%%

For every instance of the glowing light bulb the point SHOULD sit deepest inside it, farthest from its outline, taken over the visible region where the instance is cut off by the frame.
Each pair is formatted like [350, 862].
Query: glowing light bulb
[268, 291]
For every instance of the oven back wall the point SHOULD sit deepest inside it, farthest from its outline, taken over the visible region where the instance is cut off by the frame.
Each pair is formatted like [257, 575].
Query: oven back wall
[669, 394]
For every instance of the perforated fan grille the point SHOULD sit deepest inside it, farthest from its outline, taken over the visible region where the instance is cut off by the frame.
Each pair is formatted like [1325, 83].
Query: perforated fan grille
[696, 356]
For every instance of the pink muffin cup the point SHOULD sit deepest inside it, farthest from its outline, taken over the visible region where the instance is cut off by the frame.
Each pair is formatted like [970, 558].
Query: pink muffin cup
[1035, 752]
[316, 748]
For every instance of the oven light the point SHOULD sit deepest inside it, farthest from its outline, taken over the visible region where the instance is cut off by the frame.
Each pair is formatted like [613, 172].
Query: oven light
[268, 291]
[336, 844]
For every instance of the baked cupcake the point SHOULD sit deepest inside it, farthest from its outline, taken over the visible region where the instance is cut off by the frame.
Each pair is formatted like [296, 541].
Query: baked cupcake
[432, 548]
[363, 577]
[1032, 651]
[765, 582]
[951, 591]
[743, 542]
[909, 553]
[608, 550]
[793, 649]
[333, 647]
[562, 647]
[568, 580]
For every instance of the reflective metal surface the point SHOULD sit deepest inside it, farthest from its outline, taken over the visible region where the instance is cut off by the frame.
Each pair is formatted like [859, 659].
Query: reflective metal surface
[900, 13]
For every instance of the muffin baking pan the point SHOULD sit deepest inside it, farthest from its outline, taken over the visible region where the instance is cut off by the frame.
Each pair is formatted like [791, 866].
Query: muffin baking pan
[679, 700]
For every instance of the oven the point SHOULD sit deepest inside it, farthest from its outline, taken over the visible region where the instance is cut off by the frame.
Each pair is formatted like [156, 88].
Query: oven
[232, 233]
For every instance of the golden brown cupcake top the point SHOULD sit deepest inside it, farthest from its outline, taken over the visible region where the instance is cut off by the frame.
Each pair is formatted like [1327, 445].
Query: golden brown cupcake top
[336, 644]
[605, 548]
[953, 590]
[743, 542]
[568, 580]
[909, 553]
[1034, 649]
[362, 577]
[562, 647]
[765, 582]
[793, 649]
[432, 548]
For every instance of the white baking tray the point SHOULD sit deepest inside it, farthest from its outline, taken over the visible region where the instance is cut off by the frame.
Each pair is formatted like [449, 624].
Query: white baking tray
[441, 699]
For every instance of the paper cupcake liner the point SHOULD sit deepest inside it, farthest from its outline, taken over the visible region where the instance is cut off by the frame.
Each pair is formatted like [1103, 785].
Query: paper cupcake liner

%%
%%

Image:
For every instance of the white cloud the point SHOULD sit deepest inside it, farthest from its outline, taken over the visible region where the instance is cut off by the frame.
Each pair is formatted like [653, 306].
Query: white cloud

%%

Given instruction -
Change "tray" to "sheet" in the data, starting at the line that contains "For every instance of the white baking" and stopping after the line that contains "Query: paper cupcake liner", and keep everything else in those lines the same.

Written reply -
For every instance of the white baking sheet the point SHOULD sit deepest inside it, farthest from its outline, taken over the visible region where the instance is cut off by the frame.
Each pair is formatted like [449, 624].
Query: white baking sheet
[441, 699]
For every instance of the paper cupcake liner the point SHOULD sit deepest inside it, farthest from its outline, taken over the visible region where the instance is cut off by the frame.
Each pair is formatted like [1103, 785].
Query: paper cupcake liner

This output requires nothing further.